Where does the string "tall" occur in the records? Copy each line that holds it.

START DATA FOR THIS TASK

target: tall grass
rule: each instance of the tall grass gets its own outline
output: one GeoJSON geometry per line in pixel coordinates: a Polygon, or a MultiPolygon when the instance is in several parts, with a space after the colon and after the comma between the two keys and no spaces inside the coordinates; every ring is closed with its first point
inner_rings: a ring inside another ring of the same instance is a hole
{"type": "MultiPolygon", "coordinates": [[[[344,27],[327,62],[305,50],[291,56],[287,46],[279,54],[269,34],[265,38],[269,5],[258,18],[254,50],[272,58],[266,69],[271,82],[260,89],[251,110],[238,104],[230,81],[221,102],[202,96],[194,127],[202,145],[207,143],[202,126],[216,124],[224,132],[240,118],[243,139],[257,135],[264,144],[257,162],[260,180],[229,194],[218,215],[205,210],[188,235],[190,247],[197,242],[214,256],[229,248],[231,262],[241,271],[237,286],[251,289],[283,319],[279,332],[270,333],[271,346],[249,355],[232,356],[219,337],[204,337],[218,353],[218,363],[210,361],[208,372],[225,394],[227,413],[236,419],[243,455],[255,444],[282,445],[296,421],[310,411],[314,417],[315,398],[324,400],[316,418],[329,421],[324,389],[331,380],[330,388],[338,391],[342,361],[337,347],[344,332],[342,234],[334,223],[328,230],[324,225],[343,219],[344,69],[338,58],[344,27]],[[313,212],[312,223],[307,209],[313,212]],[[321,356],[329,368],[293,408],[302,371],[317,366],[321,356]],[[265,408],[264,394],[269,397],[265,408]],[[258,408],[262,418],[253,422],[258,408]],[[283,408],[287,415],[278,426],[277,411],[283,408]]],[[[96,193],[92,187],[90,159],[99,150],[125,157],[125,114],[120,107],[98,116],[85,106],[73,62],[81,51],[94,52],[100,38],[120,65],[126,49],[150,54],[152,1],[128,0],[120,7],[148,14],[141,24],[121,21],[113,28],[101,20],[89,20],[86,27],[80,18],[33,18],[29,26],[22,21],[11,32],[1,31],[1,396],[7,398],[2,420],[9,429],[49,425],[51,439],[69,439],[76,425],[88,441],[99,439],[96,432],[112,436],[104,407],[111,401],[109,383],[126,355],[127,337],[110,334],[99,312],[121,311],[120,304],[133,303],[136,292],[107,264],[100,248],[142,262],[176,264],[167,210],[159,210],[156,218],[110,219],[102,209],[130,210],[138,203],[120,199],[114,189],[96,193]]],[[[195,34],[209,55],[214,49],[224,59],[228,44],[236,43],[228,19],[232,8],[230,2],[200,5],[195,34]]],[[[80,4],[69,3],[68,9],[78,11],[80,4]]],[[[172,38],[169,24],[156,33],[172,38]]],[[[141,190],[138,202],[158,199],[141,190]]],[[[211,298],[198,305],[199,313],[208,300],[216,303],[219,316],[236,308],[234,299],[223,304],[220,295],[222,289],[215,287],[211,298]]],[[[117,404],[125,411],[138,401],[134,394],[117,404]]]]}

END DATA FOR THIS TASK

> [TASK OUTPUT]:
target: tall grass
rule: each instance of the tall grass gets its own outline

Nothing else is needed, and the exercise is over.